> **PROBLEM DESCRIPTION**
Reproduce every line of the records below word for word, keeping the original order.

==============================

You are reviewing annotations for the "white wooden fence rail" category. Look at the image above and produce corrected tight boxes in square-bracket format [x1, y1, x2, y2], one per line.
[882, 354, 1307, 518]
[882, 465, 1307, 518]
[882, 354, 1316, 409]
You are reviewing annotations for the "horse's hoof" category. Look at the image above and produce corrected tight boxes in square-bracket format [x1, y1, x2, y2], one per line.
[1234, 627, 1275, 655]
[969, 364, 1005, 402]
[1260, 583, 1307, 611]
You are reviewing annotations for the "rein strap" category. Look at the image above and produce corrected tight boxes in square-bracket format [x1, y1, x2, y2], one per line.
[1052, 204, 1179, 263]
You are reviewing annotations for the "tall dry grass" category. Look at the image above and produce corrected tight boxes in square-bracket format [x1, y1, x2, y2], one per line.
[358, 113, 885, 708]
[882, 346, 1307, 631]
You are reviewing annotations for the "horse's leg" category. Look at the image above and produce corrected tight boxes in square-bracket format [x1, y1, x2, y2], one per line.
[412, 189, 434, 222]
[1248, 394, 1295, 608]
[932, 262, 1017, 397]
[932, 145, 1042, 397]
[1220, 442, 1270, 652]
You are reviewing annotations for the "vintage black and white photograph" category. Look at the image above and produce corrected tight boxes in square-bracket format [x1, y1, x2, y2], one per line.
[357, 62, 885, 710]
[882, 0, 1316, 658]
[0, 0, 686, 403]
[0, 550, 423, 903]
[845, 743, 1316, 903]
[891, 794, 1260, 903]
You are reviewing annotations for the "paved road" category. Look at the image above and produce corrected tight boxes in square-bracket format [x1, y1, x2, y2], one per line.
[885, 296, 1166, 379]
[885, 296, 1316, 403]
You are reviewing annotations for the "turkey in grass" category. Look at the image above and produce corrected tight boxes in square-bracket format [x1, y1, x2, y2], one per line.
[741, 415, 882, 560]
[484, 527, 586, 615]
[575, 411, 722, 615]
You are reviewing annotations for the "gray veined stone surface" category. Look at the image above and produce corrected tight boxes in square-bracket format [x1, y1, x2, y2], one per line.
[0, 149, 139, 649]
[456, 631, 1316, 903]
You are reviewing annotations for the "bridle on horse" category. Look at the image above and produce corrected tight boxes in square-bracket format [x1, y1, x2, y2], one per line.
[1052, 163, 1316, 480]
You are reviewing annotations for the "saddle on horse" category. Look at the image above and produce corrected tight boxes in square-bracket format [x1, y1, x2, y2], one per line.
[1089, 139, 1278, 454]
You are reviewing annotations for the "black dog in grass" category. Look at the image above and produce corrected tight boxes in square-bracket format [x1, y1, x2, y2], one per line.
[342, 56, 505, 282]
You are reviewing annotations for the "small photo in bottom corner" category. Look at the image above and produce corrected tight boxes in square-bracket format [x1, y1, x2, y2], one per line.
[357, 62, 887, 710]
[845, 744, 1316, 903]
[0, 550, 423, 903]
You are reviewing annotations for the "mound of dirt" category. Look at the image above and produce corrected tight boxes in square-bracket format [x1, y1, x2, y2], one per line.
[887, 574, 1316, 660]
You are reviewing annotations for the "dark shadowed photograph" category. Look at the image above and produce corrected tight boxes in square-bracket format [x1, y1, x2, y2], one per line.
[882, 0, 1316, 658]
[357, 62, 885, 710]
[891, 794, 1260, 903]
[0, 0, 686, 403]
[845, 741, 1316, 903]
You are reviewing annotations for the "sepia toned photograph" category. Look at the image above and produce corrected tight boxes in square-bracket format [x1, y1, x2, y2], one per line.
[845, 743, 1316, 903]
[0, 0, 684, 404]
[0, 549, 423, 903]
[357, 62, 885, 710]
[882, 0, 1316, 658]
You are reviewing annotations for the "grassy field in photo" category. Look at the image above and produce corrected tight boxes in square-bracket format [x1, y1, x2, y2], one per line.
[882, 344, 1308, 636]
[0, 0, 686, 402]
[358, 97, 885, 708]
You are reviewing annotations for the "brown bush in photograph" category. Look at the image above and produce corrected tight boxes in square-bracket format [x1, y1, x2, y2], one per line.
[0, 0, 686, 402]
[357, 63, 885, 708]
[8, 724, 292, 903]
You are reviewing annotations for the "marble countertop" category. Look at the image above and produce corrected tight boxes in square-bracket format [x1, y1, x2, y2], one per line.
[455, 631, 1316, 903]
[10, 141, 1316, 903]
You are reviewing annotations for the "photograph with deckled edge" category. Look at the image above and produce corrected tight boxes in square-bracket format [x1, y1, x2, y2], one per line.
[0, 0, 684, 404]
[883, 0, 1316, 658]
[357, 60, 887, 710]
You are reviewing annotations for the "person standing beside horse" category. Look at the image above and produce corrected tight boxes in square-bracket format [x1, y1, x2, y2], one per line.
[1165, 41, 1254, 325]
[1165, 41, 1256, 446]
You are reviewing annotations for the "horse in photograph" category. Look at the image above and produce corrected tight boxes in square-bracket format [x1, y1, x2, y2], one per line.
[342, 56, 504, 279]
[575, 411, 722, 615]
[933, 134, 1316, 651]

==============================

> **COMPLETED EXERCISE**
You are reviewing annotations for the "white wooden fence rail" category. Look at the image above and produce corrected tight boxes in square-bracket format [x1, y1, x2, y2], one per line.
[882, 354, 1307, 518]
[882, 465, 1307, 518]
[882, 354, 1316, 409]
You are reviewing annotations for the "horse's hoof" category. Look at the image above and produce corrected tight boxes in square-bracket format [x1, y1, x2, y2], one per line.
[1234, 627, 1275, 655]
[969, 364, 1005, 402]
[1260, 583, 1307, 611]
You are reviewing annotations for the "rein strap" category. Look at the image above and produce corrected tight boxes in square-bracket format [x1, y1, x2, y2], one per line.
[1052, 204, 1179, 263]
You are reviewing annotations for the "tall dry grass" category. Look at the image above and produce corrected tight boxes in square-bracket format [x1, y1, x2, y2], one per line.
[358, 113, 885, 708]
[882, 346, 1307, 631]
You are reviewing annotations for the "horse's leg" category. Look at the image above and produce corrected tight boxes in square-bracket format [x1, y1, x2, y2], one per line.
[412, 189, 434, 222]
[1248, 394, 1295, 608]
[932, 262, 1017, 397]
[932, 145, 1042, 397]
[1220, 442, 1270, 652]
You are reviewing annotations for the "vintage black and white photograph" category. Look at the image above and produce corrected tight boxes in square-bracket format [x1, y1, x2, y2], one per line.
[357, 62, 885, 710]
[882, 0, 1316, 658]
[0, 0, 686, 403]
[0, 550, 423, 903]
[845, 743, 1316, 903]
[891, 794, 1260, 903]
You are reviewing annotations for the "paved road" category. Look at the image above and produce corrected tight boxes in square-bracket format [x1, y1, x2, y2], one per line.
[885, 296, 1166, 379]
[885, 296, 1316, 403]
You are reviewing annotations for the "turkey in grass" category. Look at the image above and produce corrected tight boxes in square-bracket format [x1, y1, x2, y2], one per line.
[741, 415, 882, 560]
[484, 527, 586, 615]
[575, 411, 722, 615]
You are reviewing annotations for the "gray veined stone surface" category. Look at the image above and produce corrected tight boxes in square-bracket format [x1, y1, x2, y2], one per line.
[0, 149, 139, 649]
[456, 631, 1316, 903]
You are reviewing annotations for the "bridle on horse" category. Look at the image above and produce corrected tight boxes in square-bracket format [x1, y1, x2, y2], one per line.
[1052, 163, 1316, 480]
You are reviewing annotations for the "saddle on horse" category. Look at the image above and produce corrected tight boxes in square-bracket format [x1, y1, x2, y2], one per line.
[1089, 139, 1278, 454]
You are reviewing annotations for the "black dog in grass" category. Look at the image above and produce corrected tight boxes in square-bracket format [x1, y1, x2, y2], one per line.
[342, 56, 505, 282]
You are reviewing annotations for the "small photo in bottom corner" category. Look at the image above and produce corrected tight boxes in square-bracket format [x1, y1, x2, y2], one per line.
[357, 62, 887, 710]
[845, 744, 1316, 903]
[0, 550, 423, 903]
You are reviewing annotations for the "mound of dirt" category. Look at the image above and produce corrected tight boxes in square-bracket format [x1, y1, x2, y2], one per line.
[887, 574, 1316, 660]
You are reviewing annotations for the "dark shadowed photograph" category. Look at the image above and produce corrected tight boxes in square-bracket format [x1, y1, x2, y2], one per line.
[882, 0, 1316, 658]
[357, 62, 885, 710]
[891, 794, 1260, 903]
[0, 0, 686, 403]
[845, 741, 1316, 903]
You are reviewing annotations for the "sepia toned photograph" category. Look at the image above and produce corrected tight boxes in square-bracket format [x1, y1, x2, y2], one per line.
[845, 743, 1316, 903]
[0, 0, 684, 404]
[0, 549, 423, 903]
[357, 62, 885, 710]
[882, 0, 1316, 658]
You are reviewing annotations for the "grassy field in photo" category. Look at the image above and produce corrected tight boxes in square-bracket format [x1, y1, x2, y2], one per line.
[882, 344, 1308, 636]
[0, 0, 686, 402]
[358, 97, 885, 708]
You are reviewing annotations for the "brown bush in photograph" category. Look at the image above and produce corrected tight boxes in square-bracket format [x1, y1, x2, y2], one per line.
[0, 0, 686, 402]
[357, 63, 885, 708]
[8, 724, 292, 903]
You are reviewing annotations for the "marble countertop" category. Look at the image above and produce corrected tight boxes in square-bracket format [x1, y1, x2, y2], one per line.
[455, 631, 1316, 903]
[10, 141, 1316, 903]
You are reviewing annotations for the "photograph with deckled edge" category. Look at the image above and produce corrected tight boxes in square-bracket format [x1, y1, x2, y2], one per line.
[0, 0, 684, 404]
[883, 0, 1316, 658]
[357, 60, 887, 710]
You are reviewing annotations for the "person standing beside horse" category. Look at the image above and produce corrected tight boxes in square-bracket format [x1, y1, x2, y2], one per line.
[1165, 41, 1254, 325]
[1165, 41, 1256, 446]
You are reviewing annotations for the "horse in photograph" category. Look at the image above and produce corrected tight boxes in square-bracket format [x1, y1, x2, y2], one per line.
[342, 56, 504, 279]
[575, 411, 722, 615]
[933, 134, 1316, 651]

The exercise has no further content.